(Location annotation dataset excerpts)
**********
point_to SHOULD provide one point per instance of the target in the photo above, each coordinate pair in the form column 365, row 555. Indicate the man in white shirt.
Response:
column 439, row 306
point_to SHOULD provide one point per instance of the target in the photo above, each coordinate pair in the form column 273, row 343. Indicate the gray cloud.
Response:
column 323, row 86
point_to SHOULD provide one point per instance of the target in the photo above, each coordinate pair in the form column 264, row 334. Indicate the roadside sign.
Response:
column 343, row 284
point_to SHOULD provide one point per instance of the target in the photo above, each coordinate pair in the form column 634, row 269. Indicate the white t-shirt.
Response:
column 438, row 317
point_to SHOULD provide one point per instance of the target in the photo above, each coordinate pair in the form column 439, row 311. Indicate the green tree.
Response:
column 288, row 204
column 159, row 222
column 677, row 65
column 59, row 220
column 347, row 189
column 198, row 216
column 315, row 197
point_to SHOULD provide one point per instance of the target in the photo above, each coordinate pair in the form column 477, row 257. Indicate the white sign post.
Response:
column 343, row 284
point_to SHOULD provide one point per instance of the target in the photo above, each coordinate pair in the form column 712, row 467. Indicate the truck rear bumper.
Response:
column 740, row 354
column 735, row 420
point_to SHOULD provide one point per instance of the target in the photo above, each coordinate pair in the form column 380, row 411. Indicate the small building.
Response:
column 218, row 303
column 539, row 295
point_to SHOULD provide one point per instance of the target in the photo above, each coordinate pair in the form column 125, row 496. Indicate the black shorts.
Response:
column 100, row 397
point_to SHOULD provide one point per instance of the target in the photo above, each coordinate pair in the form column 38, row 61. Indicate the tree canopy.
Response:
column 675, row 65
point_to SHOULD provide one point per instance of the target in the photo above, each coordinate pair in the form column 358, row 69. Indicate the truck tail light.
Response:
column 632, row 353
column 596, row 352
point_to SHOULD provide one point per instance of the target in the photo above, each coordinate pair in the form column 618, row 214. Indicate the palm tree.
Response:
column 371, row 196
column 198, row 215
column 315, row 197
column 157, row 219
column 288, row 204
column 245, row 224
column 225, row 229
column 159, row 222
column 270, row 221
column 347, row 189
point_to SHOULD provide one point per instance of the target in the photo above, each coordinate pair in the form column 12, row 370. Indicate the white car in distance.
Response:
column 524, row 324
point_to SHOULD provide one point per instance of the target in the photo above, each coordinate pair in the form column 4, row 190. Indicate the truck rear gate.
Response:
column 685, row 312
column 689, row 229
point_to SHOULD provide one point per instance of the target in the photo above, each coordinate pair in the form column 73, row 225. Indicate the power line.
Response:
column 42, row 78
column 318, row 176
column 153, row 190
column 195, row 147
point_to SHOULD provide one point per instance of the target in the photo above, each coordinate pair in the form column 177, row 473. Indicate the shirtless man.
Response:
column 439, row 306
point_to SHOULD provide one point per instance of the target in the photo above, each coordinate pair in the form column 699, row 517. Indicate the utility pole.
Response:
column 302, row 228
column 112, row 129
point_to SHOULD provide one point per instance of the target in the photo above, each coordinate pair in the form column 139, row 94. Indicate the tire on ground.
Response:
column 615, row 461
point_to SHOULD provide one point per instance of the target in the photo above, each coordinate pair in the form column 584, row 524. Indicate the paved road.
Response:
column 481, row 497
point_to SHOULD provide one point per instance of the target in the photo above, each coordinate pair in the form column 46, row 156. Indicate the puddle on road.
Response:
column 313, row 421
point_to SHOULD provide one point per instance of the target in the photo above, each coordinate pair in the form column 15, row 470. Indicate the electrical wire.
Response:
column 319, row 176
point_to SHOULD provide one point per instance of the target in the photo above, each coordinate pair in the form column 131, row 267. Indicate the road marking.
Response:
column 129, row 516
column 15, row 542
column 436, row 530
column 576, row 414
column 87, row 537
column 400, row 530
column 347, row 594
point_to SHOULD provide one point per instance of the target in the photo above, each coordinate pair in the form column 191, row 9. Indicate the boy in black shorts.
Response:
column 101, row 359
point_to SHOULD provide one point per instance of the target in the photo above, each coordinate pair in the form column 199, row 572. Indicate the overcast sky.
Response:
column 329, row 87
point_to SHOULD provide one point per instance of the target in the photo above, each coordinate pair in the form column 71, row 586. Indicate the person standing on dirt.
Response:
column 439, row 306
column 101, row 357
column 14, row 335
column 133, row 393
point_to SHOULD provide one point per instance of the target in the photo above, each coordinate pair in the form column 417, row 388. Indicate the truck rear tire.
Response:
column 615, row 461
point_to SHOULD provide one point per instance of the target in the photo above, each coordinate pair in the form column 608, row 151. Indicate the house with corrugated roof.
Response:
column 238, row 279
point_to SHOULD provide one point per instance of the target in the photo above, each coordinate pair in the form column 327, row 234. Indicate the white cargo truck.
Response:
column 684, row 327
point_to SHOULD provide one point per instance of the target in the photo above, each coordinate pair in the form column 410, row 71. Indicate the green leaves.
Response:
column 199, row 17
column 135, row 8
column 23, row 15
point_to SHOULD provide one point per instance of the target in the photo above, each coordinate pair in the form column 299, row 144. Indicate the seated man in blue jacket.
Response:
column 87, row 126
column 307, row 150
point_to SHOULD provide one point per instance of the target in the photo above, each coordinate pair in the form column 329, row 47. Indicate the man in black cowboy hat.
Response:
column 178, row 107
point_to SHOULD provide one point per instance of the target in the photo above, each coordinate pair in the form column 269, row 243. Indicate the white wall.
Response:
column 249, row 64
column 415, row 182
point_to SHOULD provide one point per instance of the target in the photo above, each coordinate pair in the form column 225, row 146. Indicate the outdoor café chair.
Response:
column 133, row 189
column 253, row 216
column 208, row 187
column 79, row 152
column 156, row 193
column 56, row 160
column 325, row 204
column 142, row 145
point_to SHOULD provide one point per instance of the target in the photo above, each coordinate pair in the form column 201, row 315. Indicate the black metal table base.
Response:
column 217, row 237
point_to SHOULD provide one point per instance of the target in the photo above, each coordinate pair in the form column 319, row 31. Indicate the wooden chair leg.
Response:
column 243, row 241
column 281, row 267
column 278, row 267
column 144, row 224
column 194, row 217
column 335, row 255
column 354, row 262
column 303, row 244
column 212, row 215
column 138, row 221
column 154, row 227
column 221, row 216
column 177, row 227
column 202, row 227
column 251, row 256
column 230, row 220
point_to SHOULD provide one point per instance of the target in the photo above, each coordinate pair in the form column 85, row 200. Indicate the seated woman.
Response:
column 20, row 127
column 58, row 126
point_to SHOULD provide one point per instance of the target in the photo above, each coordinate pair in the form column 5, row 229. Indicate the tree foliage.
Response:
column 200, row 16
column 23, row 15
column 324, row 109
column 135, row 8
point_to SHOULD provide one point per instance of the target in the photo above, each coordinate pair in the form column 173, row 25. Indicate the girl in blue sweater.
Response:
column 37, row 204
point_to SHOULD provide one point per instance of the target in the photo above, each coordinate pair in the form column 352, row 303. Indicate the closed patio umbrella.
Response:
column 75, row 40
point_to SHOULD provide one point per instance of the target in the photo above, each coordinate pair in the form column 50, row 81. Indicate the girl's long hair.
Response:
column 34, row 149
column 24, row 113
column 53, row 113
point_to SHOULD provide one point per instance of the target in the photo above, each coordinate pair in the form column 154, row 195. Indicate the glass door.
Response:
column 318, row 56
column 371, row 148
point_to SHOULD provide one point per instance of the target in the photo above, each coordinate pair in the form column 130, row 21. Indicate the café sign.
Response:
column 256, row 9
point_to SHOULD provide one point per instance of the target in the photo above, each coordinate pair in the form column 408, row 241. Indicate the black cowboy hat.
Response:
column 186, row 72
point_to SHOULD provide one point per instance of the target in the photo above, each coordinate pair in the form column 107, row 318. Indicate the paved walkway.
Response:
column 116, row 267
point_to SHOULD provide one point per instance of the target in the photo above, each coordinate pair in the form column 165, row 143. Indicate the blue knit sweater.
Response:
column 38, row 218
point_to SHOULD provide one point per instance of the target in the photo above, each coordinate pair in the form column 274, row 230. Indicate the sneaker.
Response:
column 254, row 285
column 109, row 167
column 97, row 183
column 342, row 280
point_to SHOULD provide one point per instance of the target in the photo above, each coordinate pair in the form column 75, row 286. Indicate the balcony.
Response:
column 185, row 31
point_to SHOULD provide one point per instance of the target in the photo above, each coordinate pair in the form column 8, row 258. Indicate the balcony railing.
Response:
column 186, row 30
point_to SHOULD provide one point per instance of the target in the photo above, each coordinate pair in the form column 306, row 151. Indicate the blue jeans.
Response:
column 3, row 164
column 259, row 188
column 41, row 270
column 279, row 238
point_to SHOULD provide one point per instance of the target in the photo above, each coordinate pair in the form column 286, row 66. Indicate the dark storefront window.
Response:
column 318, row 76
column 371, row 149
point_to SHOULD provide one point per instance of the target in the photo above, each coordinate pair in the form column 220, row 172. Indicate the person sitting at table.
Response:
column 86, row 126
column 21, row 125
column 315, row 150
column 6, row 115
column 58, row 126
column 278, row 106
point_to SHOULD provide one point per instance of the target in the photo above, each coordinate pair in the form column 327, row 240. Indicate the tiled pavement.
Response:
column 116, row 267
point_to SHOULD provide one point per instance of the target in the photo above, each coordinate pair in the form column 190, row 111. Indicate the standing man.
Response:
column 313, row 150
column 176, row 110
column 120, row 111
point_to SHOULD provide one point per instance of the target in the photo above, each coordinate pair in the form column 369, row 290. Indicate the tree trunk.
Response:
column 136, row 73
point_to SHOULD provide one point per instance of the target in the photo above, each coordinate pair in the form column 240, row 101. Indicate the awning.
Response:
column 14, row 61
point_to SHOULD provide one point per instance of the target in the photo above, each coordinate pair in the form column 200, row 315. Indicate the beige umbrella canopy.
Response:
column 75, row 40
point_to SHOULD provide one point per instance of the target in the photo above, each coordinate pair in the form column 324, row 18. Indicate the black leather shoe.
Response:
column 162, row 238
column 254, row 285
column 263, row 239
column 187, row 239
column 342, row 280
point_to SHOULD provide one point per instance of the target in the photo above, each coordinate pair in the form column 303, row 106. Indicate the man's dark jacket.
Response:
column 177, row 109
**********
Task to complete
Retype everything in the entries from the line containing "the electrical wire." down to the line containing "column 101, row 359", keeping both of those lines.

Solution to this exercise
point_to SHOULD provide one point per instance of the target in the photo above, each coordinate pair in the form column 15, row 470. Indicate the electrical wire.
Response:
column 319, row 176
point_to SHOULD provide one point per instance of the target in the photo above, each coordinate pair in the form column 131, row 267. Indicate the road marking.
Response:
column 129, row 516
column 15, row 542
column 436, row 530
column 576, row 414
column 87, row 537
column 400, row 530
column 347, row 594
point_to SHOULD provide one point per instance of the target in the photo above, each coordinate pair in the form column 191, row 9. Indicate the boy in black shorts.
Response:
column 101, row 359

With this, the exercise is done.